→ **Provided data**

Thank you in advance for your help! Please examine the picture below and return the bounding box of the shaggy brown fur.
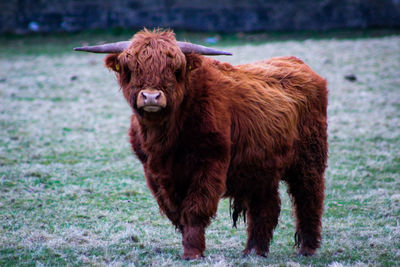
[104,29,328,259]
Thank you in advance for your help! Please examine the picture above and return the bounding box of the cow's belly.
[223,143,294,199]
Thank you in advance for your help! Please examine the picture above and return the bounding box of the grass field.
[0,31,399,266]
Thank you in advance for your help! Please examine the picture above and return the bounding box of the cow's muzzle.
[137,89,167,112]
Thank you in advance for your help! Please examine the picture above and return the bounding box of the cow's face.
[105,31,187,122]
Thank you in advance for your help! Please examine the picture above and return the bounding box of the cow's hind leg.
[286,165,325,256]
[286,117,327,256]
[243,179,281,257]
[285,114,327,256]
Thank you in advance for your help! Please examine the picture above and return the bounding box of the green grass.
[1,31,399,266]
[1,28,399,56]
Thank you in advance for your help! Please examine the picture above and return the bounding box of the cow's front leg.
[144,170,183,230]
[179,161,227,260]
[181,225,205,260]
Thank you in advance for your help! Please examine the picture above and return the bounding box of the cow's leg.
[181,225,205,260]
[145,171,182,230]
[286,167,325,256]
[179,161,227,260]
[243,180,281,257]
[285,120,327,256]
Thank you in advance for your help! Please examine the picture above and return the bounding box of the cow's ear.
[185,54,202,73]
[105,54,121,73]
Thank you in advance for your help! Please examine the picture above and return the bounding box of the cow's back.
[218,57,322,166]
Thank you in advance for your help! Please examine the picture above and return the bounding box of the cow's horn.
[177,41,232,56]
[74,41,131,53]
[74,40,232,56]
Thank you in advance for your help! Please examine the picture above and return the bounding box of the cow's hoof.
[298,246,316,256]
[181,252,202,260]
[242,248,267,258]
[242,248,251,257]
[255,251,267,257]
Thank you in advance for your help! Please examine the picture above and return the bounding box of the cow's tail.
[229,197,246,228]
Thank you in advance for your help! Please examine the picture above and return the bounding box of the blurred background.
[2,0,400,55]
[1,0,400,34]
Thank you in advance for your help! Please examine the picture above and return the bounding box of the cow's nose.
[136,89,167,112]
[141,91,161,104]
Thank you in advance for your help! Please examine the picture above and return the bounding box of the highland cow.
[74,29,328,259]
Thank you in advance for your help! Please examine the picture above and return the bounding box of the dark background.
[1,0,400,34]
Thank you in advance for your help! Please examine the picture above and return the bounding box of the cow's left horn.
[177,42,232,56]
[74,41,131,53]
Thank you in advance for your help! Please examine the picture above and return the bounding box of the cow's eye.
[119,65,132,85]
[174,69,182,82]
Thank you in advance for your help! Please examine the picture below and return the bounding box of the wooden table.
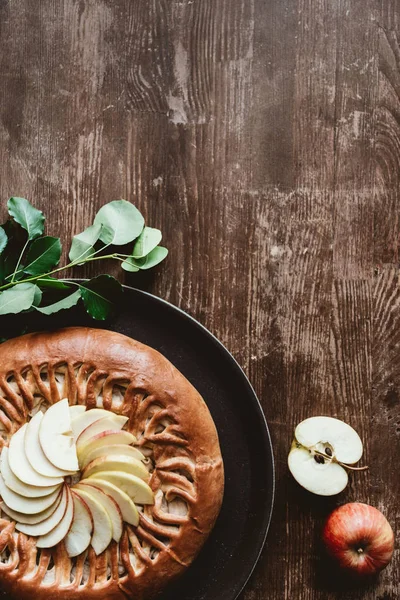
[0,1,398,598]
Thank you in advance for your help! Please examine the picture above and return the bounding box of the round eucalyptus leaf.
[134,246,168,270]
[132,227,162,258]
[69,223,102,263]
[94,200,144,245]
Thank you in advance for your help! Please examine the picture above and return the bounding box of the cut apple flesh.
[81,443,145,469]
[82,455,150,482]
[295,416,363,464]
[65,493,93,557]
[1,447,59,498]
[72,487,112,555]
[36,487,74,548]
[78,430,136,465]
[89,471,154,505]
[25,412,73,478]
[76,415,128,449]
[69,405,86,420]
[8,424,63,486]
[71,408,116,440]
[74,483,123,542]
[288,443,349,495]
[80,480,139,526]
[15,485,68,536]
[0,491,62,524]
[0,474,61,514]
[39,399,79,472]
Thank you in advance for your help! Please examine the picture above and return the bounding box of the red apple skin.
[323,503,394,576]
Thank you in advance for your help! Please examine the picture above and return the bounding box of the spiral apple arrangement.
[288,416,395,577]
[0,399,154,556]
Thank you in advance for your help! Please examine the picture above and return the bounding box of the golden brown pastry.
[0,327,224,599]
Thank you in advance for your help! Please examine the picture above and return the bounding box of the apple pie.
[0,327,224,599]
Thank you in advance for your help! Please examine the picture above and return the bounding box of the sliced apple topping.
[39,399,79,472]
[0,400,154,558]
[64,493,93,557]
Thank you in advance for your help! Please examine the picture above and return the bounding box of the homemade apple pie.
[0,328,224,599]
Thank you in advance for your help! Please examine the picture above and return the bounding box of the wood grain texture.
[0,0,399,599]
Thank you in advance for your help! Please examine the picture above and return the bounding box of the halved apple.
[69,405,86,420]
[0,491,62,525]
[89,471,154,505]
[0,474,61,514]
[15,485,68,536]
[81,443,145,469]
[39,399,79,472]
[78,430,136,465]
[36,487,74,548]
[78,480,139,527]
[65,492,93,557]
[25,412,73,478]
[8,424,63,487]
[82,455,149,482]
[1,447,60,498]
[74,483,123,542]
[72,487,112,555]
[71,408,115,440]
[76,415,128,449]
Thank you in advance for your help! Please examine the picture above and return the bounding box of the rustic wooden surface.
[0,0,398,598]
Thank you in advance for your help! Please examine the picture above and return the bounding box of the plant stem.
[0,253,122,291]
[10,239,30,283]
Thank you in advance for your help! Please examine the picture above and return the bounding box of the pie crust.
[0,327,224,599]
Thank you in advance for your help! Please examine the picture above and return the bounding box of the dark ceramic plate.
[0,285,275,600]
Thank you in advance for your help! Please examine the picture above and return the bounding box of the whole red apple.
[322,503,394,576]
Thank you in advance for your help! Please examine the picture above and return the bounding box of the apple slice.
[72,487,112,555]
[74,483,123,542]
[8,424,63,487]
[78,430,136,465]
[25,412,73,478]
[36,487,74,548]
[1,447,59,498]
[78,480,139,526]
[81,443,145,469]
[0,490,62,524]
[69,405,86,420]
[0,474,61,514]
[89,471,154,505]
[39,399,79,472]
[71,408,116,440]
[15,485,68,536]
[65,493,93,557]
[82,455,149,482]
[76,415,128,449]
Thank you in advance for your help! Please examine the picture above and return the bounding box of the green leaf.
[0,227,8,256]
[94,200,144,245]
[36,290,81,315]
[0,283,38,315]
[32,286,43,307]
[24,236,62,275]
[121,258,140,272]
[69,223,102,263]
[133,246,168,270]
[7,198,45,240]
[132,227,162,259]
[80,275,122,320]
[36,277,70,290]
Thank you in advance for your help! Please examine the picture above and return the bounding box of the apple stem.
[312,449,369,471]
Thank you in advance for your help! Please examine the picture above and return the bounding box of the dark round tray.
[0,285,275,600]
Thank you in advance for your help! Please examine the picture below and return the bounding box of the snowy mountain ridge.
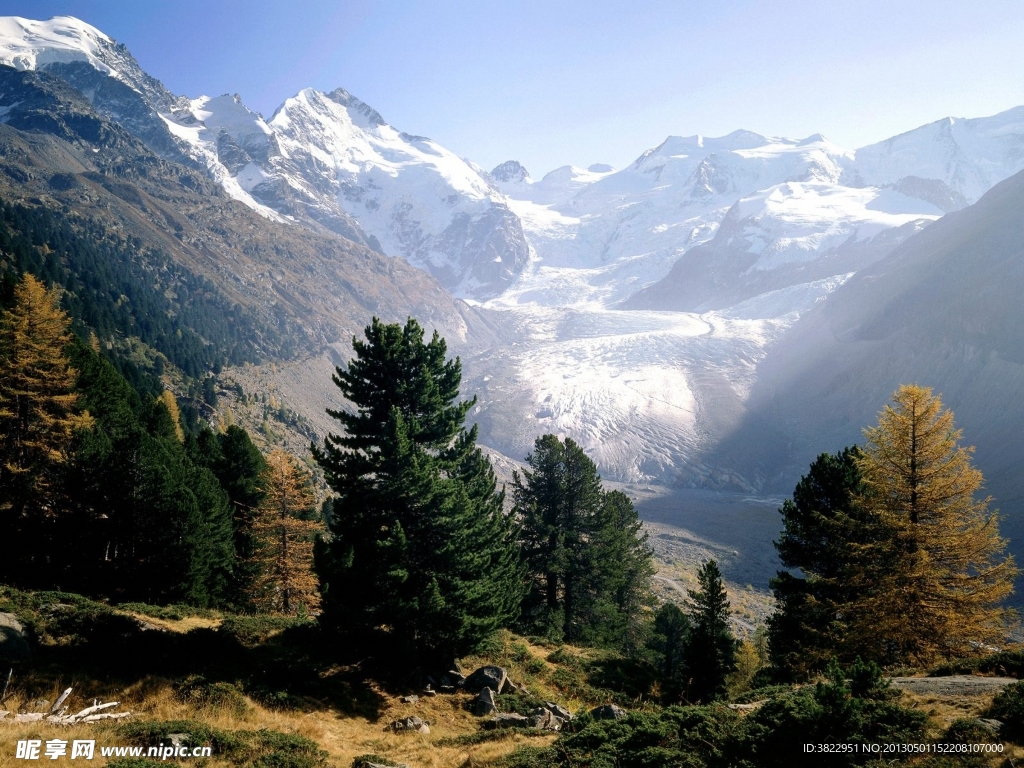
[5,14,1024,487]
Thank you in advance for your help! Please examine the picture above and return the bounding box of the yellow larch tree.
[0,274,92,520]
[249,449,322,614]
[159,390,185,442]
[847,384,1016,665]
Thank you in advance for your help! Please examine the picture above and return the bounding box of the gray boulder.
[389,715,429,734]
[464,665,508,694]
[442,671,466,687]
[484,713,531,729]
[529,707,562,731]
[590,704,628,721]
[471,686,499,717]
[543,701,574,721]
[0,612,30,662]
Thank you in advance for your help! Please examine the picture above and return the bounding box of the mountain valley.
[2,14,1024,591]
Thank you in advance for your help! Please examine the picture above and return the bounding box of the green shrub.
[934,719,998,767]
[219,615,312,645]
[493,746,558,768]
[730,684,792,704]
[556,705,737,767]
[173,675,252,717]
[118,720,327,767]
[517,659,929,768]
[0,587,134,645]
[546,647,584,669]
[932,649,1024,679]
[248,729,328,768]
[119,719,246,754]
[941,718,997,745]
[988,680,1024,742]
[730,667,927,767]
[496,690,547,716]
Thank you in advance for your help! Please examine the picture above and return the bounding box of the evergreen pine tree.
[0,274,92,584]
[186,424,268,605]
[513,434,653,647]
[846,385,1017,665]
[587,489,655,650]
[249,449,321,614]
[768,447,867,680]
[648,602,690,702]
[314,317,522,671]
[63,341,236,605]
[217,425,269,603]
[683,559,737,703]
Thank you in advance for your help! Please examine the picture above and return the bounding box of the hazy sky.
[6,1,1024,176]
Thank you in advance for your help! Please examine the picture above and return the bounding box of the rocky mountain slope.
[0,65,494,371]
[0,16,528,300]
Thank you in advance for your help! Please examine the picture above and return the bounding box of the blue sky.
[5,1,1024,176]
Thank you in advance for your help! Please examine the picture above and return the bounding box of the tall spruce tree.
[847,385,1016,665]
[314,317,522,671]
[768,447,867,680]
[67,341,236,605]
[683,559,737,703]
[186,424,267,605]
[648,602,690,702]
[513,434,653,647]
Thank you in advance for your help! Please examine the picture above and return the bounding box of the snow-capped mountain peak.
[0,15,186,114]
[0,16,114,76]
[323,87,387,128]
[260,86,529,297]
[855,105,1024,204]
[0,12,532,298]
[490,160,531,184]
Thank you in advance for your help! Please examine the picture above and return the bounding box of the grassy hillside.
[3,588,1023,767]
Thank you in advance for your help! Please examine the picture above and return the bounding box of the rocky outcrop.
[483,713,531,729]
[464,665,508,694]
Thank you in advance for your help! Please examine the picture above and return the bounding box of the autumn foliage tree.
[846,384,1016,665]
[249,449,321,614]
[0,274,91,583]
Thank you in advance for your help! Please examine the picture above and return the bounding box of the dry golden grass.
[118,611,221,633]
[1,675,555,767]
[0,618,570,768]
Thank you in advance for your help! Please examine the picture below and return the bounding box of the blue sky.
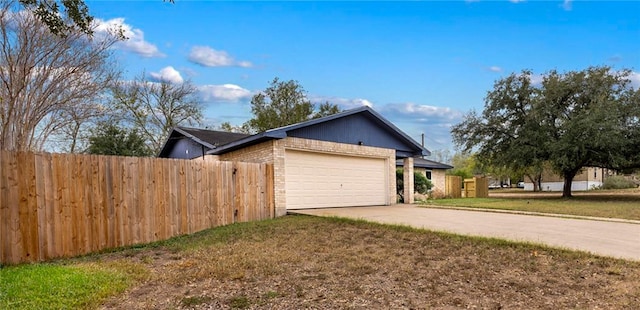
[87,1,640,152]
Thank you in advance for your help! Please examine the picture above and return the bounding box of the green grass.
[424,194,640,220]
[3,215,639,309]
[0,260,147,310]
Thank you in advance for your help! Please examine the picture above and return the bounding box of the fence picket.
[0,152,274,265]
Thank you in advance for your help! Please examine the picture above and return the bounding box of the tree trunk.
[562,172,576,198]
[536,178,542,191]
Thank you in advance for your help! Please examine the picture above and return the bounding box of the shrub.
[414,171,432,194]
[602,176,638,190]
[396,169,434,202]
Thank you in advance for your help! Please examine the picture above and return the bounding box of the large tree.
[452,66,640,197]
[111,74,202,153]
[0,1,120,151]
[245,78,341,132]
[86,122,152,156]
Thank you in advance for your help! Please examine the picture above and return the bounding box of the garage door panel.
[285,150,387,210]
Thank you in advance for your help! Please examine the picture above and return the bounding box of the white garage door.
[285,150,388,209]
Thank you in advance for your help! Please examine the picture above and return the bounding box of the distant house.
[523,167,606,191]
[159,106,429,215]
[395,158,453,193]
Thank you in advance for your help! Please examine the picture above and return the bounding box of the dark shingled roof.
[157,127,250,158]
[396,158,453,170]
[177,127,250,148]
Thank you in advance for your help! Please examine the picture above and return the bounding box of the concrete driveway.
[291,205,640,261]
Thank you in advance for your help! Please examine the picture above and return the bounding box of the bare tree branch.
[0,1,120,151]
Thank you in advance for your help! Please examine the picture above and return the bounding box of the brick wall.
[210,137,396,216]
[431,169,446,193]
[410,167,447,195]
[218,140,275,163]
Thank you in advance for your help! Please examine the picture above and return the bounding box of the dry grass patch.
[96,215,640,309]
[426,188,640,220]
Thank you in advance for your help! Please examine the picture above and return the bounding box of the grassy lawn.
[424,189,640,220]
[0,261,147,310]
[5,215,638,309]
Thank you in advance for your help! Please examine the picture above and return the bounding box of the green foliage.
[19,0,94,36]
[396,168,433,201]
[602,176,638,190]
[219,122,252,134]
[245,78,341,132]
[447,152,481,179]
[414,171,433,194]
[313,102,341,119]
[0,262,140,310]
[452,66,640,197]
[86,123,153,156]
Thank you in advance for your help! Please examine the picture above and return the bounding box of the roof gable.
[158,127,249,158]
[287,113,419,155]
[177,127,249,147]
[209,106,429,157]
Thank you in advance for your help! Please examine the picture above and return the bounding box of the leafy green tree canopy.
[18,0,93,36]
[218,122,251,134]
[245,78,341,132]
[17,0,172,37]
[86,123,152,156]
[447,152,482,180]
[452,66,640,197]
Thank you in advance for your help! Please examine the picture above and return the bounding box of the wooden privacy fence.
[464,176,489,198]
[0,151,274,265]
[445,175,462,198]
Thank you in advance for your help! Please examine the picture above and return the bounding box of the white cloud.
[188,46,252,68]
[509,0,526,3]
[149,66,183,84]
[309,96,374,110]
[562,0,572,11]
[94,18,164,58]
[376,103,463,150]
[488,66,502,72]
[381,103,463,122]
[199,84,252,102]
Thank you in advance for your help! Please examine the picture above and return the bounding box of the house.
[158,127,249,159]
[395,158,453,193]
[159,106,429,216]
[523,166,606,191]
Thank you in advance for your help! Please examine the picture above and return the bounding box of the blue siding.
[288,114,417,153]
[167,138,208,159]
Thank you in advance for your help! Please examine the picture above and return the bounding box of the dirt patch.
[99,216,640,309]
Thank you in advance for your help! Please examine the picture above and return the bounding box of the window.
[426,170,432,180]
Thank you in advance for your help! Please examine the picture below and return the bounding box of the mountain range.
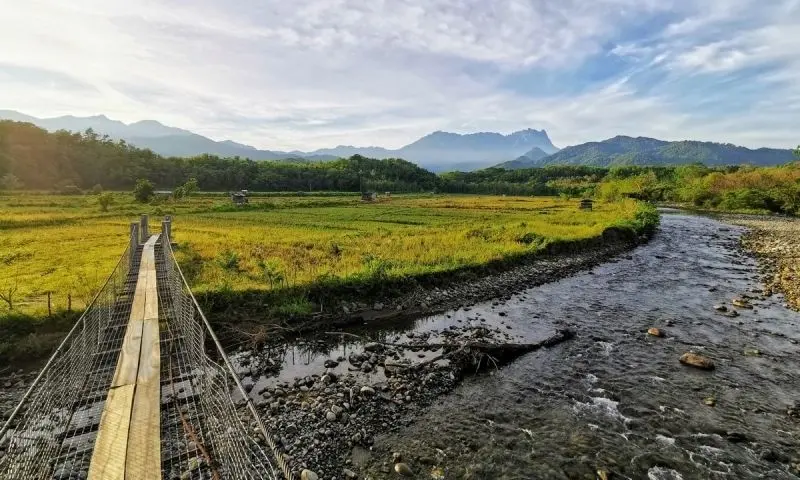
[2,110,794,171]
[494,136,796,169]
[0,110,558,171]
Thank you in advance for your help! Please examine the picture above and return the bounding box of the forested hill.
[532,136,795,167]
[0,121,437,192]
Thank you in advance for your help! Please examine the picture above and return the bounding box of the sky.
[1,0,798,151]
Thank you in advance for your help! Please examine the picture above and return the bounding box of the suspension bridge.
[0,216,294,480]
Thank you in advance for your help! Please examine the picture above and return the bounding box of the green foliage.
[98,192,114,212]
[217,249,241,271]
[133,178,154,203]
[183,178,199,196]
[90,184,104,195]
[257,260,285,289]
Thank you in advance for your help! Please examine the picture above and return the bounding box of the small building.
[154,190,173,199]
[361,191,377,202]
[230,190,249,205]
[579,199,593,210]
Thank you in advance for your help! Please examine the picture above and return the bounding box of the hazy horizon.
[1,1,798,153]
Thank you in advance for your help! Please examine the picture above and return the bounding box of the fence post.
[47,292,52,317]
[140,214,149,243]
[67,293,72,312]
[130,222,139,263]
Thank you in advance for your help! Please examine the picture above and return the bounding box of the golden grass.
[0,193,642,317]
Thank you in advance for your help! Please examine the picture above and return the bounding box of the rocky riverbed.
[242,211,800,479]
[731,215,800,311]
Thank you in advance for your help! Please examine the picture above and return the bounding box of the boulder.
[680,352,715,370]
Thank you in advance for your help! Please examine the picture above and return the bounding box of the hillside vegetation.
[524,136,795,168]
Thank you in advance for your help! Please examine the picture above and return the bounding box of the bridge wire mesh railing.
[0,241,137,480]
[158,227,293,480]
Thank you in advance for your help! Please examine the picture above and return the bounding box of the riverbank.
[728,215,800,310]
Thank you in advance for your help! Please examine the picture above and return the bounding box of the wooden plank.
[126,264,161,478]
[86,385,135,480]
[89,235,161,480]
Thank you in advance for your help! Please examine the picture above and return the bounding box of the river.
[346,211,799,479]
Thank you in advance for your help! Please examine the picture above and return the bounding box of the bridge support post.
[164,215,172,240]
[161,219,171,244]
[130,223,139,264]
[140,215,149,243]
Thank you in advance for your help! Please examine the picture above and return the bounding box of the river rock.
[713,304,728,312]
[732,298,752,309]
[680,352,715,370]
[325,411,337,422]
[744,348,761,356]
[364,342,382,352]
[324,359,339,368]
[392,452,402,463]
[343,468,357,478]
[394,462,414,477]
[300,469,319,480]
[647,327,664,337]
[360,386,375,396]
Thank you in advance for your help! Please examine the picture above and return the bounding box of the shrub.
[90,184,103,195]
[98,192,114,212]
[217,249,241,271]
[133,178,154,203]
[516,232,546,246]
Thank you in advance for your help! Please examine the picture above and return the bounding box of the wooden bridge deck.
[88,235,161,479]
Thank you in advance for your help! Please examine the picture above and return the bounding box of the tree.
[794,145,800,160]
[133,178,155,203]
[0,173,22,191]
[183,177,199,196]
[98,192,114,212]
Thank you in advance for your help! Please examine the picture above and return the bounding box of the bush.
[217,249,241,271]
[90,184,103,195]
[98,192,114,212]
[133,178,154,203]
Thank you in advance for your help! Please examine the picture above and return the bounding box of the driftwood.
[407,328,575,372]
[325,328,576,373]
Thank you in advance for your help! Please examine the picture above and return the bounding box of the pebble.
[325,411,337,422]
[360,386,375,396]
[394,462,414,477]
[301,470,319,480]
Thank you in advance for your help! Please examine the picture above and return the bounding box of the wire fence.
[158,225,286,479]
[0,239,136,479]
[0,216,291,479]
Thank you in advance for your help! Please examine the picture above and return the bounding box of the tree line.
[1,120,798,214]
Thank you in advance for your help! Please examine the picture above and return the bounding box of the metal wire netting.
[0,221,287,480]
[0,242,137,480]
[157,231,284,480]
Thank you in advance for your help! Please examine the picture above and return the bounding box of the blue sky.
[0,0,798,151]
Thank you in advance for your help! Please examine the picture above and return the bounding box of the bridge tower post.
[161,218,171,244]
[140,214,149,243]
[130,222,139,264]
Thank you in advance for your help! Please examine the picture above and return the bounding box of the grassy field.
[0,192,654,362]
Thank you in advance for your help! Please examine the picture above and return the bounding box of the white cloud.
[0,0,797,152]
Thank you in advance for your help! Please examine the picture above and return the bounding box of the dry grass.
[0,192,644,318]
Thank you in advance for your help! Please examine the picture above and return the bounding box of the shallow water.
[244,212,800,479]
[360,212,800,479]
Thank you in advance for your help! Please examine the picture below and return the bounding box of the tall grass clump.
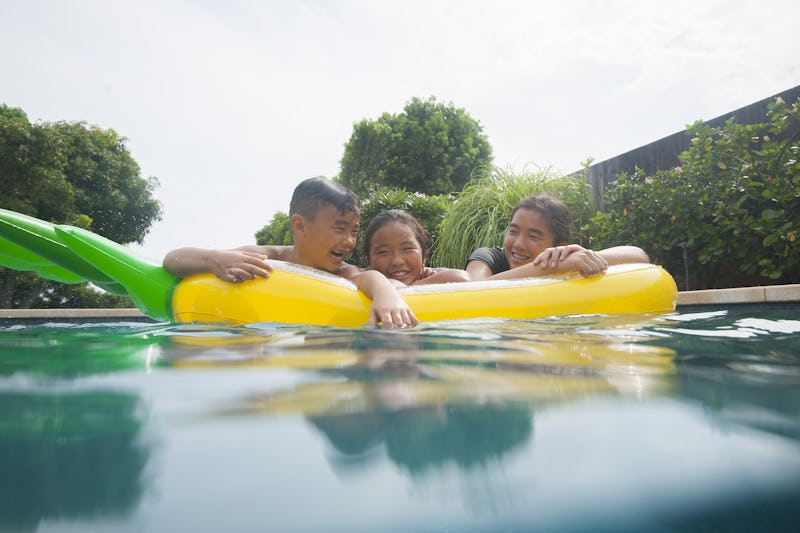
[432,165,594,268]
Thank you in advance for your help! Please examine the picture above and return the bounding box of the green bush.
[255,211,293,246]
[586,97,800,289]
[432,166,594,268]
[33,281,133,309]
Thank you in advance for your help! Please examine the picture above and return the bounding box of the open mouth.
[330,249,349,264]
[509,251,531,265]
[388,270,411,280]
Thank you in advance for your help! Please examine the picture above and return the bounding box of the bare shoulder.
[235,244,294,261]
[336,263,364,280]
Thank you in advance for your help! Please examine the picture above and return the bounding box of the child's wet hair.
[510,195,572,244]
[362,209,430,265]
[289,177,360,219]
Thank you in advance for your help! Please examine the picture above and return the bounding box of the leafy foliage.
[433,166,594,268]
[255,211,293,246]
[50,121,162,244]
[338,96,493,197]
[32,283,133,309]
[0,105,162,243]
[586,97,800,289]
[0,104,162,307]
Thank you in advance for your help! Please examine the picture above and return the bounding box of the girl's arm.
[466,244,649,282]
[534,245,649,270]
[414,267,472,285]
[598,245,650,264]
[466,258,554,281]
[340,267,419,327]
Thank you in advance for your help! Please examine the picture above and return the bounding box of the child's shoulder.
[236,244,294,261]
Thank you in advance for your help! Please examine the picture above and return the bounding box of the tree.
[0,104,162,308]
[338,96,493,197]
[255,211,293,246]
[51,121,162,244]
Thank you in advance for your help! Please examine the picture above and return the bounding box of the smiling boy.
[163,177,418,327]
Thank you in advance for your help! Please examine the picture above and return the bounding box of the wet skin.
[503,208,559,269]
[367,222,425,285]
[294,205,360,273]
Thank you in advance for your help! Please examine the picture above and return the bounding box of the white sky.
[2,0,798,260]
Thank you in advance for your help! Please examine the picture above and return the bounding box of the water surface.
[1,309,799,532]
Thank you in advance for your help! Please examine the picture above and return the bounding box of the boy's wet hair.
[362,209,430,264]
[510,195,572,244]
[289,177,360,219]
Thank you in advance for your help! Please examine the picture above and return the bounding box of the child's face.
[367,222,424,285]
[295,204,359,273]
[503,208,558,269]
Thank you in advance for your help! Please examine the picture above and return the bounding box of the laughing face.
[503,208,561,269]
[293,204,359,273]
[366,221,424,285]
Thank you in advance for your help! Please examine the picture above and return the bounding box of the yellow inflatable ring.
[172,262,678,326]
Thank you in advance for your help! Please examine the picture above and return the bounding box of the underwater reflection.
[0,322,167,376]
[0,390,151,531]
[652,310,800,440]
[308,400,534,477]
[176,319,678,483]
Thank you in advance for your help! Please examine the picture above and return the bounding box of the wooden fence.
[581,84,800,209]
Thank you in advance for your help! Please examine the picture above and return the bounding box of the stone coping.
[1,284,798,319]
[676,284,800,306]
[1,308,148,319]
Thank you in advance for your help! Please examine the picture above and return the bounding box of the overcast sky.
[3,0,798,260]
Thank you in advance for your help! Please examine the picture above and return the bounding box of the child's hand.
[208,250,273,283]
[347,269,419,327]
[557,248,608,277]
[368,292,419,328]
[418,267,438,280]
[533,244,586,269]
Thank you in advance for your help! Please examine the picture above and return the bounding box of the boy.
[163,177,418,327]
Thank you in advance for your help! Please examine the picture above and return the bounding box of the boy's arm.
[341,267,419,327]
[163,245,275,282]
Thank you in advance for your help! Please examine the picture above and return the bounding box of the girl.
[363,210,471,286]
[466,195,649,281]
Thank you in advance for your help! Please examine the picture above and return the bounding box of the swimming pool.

→ **Exercise requirements**
Reproduce exactly the lines from the one containing "of the girl." through the last line of the records, both included, and nothing else.

→ **Output of the task**
Thank you in advance for your help! Please examine the picture above and return the bounding box of the girl.
[363,210,471,286]
[466,195,649,281]
Thank you in advance for your help! Please examine the picture above and return the bounding box of the swimming pool.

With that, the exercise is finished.